━━ Selected text

KANGAROO COURT COUNTDOWN ALERT:

Las Vegas Yucca Mountain Hearing Relocates to Prison-like Complex

Six Days to Yucca Mountain Hearing in Las Vegas

NOTE: The U.S. Department of Energy is holding a Sept. 5 hearing in Las Vegas on the government s intention to establish a high-level nuclear waste repository at Yucca Mountain in Nevada. Public Citizen will issue “Kangaroo Court Countdown Alerts” each day until the hearing. For more information about Yucca Mountain and nuclear waste, visit www.citizen.org/cmep.

WASHINGTON, D.C. – ?A Las Vegas hearing on the Department of Energy’s (DOE) intention to develop Yucca Mountain as a nuclear waste dump will now take place in a heavily guarded DOE building in North Las Vegas. The building, DOE’s support building for its atomic weapons testing program, is situated in an industrial area and is surrounded by a chain-link fence and armed security guards. The prevailing prison-like atmosphere hardly welcomes public participation.

An Aug. 21 Federal Register notice announced that the hearing would take place at the Suncoast Casino, but earlier this week, the casino declined to host the event. Although an alternate venue has not officially been announced in the Federal Register, the DOE said today it intends to relocate the hearing to its Nevada Operations Office, which is a support building for the federal Nevada Test Site, where atomic weapons testing has been conducted for decades.

“The DOE is making a mockery of the process for public participation ” said Wenonah Hauter, director of Public Citizen’s Critical Mass Energy and Environment Program.

━━━━
━━ Data extract

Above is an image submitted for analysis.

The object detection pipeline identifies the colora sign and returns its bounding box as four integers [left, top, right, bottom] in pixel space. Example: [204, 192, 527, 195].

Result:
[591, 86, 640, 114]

━━━━

=== Task set ===
1. In the Yucca Mountain hearing alert, which venue declined to host the Las Vegas hearing?
2. Write out a passage of the Yucca Mountain hearing alert verbatim, beginning at the words "An Aug. 21 Federal" and stopping after "conducted for decades.".
The listing isn't needed for this.

=== Task results ===
1. The Suncoast Casino declined to host it.

2.
An Aug. 21 Federal Register notice announced that the hearing would take place at the Suncoast Casino, but earlier this week, the casino declined to host the event. Although an alternate venue has not officially been announced in the Federal Register, the DOE said today it intends to relocate the hearing to its Nevada Operations Office, which is a support building for the federal Nevada Test Site, where atomic weapons testing has been conducted for decades.